# WORK REQUEST
What does the data read, word for word, from the line containing "Mark each instance of the blue work" through its final line? Give those lines only.

(Natural language region descriptions)
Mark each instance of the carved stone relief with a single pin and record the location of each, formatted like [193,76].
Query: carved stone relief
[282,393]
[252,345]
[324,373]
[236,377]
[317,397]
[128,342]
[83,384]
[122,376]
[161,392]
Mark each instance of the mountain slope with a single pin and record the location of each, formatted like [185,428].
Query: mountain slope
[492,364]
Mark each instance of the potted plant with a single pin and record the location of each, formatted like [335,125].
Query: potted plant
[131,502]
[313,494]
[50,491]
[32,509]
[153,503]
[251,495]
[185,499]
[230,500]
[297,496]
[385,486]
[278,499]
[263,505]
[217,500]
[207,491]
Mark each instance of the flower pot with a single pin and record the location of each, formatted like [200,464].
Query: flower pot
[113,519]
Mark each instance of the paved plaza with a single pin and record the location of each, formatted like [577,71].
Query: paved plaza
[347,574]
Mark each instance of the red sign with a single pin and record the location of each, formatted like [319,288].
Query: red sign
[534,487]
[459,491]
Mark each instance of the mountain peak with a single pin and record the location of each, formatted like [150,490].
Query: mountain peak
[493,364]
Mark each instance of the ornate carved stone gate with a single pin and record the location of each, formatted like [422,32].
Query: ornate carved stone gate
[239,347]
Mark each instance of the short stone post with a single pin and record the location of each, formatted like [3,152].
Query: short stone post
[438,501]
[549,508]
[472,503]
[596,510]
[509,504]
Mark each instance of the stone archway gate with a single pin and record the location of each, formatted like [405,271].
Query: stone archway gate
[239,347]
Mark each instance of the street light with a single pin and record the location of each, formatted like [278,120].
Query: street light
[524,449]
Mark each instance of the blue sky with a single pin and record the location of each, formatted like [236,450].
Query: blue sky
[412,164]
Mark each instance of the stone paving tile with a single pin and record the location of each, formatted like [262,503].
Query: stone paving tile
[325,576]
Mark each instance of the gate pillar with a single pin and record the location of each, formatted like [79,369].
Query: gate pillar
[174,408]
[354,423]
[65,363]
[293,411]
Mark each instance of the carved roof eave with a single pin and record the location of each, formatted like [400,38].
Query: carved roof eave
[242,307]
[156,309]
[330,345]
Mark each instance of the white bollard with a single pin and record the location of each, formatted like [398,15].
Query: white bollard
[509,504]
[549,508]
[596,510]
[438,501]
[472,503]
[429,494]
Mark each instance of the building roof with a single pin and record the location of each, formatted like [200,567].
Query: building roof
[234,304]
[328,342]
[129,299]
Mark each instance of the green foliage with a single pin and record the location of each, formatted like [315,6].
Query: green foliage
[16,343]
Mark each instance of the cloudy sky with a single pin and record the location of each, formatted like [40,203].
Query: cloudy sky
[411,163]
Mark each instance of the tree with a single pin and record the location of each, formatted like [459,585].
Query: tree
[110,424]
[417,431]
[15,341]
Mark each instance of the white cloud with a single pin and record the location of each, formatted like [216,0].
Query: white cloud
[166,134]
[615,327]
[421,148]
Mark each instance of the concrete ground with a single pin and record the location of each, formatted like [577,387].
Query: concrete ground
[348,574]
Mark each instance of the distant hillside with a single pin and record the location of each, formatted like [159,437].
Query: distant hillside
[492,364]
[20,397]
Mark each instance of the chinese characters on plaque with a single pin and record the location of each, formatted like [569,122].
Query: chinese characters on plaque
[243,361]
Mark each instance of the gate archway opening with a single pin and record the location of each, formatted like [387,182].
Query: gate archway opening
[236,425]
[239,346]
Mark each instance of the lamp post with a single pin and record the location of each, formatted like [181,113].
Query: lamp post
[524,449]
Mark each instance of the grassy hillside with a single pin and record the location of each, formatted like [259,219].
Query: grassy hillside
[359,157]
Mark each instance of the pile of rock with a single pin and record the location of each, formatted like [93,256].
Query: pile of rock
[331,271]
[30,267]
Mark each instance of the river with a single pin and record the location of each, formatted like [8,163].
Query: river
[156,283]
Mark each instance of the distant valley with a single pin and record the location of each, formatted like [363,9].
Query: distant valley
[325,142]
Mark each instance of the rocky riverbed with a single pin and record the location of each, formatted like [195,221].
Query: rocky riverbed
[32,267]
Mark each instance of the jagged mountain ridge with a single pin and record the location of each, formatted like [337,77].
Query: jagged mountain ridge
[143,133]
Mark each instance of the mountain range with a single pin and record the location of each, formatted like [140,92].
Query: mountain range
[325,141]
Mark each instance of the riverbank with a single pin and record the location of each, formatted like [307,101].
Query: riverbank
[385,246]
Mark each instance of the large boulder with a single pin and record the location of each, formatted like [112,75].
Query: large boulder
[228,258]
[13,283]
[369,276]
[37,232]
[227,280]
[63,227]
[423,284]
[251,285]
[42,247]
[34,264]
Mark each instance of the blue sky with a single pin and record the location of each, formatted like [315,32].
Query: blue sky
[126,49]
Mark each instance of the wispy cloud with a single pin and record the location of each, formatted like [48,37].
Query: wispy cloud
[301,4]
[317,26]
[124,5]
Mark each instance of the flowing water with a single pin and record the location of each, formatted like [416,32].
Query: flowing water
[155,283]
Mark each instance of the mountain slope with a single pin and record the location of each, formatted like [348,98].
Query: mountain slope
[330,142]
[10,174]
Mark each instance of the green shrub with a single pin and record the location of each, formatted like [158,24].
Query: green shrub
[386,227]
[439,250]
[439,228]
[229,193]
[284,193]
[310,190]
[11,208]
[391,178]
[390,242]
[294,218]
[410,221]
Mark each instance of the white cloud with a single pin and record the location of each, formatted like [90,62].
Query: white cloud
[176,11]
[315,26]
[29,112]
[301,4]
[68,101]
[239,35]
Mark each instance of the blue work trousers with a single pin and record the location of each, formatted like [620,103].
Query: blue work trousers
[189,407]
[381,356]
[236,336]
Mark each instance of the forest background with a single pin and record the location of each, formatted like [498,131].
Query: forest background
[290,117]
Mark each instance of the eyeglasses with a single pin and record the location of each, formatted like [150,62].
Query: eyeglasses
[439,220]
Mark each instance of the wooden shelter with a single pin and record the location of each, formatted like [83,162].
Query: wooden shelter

# SOLVED EXERCISE
Mark each instance of the blue work trousers with a single pin and record the location of each, formatted like [620,103].
Query: blue work trousers
[189,407]
[381,356]
[236,336]
Mark each instance of the forest background with a single pin and record the location of each, formatted like [498,131].
Query: forest background
[290,117]
Mark each instance of the eyeglasses with a single pin and record the location of each, formatted like [150,62].
Query: eyeglasses
[439,220]
Mark each instance of the wooden shelter with a single pin and record the location of each, formatted like [83,162].
Query: wooden shelter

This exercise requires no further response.